▸ **Document extract**:
☆ ☆ ☆ ☆ ☆ ☆ ☆

Human Rights

Dutch panel clears doctor who euthanized patient as she fought for her life

Assisted suicide injection needle

While several countries in Europe allow assisted suicide, the Netherlands has arguably the most permissive laws in the world, allowing any to kill themselves at any time, for any reason. But judging by a horrifying case that just made headlines, the Netherlands has now resorted to euthanizing people against their will.

A woman living in a nursing home had previously said that she wished to undergo assisted suicide when “the time is right.” While the patient has not been identified, it is believed that she was over 80, and that her dementia was getting worse. One of the senior doctors at her nursing home decided to have her be euthanized, believing that she was “suffering intolerably,” even though the woman was no longer capable of giving her approval.

A doctor was called in to perform the euthanasia, and didn’t disclose what was about to happen to her — to avoid “unnecessary distress.” Yet, coincidentally, in the days leading up to her death, the woman had repeatedly said that she didn’t want to die. When the doctors made the decision to euthanize, it was done physically against her will. She reportedly struggled and fought so much that the doctor instructed her family to hold her down while he killed her, which they did.

But this story only gets worse. A panel assembled to oversee this woman’s case cleared the doctor of any wrongdoing, and said the doctor acted “in good faith.” Jacob Kohnstamm, chairman of the Regional Review Committee, did want the case to go to court — but only so there would be “more clarity on how such cases are handled in the future.” So is it the case, then, that people with dementia who cannot consent to being euthanized in the Netherlands can continue to be killed against their will, with no punishment for the doctors who do so?

Molecular biologist Gerard M. Nadal, Ph.D., noted on his personal Facebook page that while no one wants to suffer, the desire to eliminate suffering can lead to “horrors”:

When people say that they wouldn’t want to live with dementia, or end-stage cancer, or anything else in that category of suffering, I always ask the question never asked:

“Who would?”

Nobody in their right mind wants that. Nobody. But here we see what happens when that very human sentiment runs up against the right of a physician to murder the patient as she struggles against the lethal injection. In the end, none of us fears being dead so much as we fear the process of dying. Jesus was so frightened when confronted with the impending death He was about to undergo that He sweat blood. That only happens in extreme fright.

The Dutch have embraced an evil that we now have in five states. We will see all of the Dutch horrors, including the murder of the mentally ill without their knowledge or consent, and families restraining grandparents in order to clear out the unsightly underbrush in a nation obsessed with youth, beauty, and radicalized autonomy.

This is just the latest example of euthanasia having gone off the rails in the Netherlands, which allows euthanasia for mental illness, disabilities like autism, and addiction disorders. The Regional Euthanasia Review Committees are tasked with overseeing every euthanasia request, but as with the case of this woman, the committees almost never find fault. There is already suspicion that people in the Netherlands are being euthanized without their consent. One man, featured in a documentary, said he only was agreeing to euthanasia because he felt he was a financial burden on his family. He was still killed.

The inevitable result of legalizing assisted suicide is always that the most vulnerable people in society become victims: the poor, the elderly, and the disabled. This is just the latest example.

☆ ☆ ☆ ☆ ☆ ☆ ☆

▸ **Your goal**:
Answer these questions about the article on the Dutch euthanasia case:
1. What had the nursing home patient earlier said she wished to undergo when "the time is right"?
2. Who chairs the Regional Review Committee?
3. According to Gerard M. Nadal, in how many states is the evil the Dutch embraced now present?

▸ **Data**:
☆ ☆ ☆ ☆ ☆ ☆ ☆

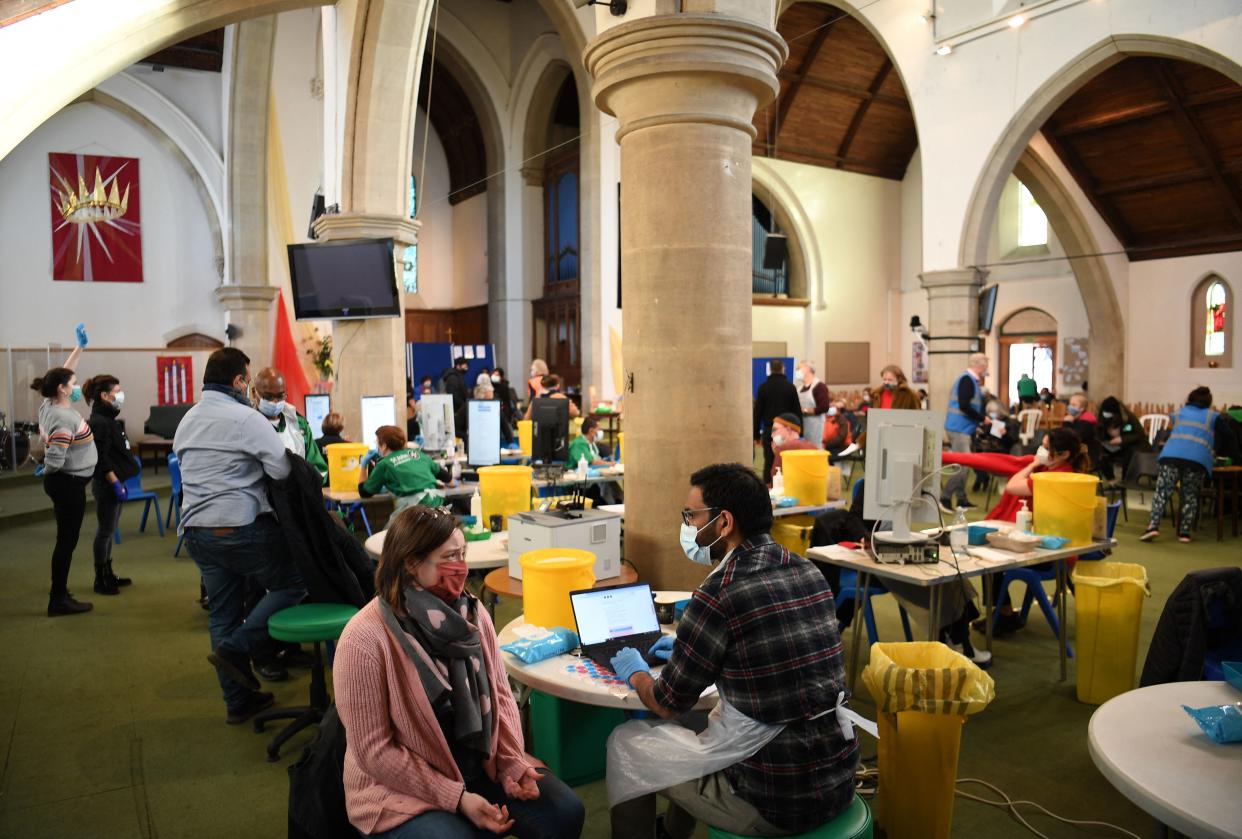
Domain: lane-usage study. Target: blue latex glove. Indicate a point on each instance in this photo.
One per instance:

☆ ☆ ☆ ☆ ☆ ☆ ☆

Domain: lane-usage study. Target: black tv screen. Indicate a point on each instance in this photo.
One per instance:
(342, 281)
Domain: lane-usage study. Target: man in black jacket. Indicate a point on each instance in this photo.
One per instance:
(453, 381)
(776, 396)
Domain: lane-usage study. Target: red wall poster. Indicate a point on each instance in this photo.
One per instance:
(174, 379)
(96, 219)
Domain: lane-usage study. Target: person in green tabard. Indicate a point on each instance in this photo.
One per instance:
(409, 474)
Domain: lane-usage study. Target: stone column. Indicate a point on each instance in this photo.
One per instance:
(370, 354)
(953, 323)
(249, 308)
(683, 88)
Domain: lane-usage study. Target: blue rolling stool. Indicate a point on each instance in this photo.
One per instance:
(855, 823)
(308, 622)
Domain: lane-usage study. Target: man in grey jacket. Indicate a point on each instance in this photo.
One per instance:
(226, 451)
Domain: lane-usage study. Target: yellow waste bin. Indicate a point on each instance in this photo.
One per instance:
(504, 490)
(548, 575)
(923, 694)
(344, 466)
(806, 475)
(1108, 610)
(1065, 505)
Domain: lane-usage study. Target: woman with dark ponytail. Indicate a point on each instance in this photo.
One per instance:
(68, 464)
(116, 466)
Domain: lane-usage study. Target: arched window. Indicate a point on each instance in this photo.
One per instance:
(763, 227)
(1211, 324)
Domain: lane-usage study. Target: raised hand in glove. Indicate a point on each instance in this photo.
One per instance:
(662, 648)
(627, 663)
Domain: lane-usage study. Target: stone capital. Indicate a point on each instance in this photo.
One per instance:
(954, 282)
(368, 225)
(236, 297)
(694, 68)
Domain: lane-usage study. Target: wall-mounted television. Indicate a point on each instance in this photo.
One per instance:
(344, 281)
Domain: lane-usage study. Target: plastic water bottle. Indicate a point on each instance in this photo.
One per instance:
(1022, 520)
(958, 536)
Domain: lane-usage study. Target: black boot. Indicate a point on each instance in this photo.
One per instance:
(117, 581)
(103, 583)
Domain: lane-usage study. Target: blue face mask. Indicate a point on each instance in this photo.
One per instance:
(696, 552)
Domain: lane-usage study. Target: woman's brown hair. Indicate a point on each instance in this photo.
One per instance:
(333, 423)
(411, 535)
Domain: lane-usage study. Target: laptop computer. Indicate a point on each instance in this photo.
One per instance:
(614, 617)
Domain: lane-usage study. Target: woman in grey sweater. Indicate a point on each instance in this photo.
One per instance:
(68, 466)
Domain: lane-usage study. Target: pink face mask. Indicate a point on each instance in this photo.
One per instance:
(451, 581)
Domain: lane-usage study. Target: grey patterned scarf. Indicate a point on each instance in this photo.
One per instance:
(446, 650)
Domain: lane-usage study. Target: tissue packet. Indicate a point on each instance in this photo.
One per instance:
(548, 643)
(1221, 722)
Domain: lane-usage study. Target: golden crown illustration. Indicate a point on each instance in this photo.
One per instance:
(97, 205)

☆ ☆ ☆ ☆ ☆ ☆ ☆

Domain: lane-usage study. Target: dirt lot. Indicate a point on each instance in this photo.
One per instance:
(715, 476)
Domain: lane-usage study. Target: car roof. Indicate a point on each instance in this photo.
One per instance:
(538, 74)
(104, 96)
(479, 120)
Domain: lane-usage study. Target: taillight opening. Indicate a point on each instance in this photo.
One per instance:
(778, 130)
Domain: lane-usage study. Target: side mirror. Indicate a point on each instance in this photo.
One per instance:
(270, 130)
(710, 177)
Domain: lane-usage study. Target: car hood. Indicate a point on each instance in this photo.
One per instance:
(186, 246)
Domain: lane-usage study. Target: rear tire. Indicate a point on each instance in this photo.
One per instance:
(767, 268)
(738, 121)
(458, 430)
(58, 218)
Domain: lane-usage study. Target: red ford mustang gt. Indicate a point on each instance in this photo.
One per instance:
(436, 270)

☆ ☆ ☆ ☆ ☆ ☆ ☆

▸ **Answer section**:
1. Assisted suicide.
2. Jacob Kohnstamm.
3. Five.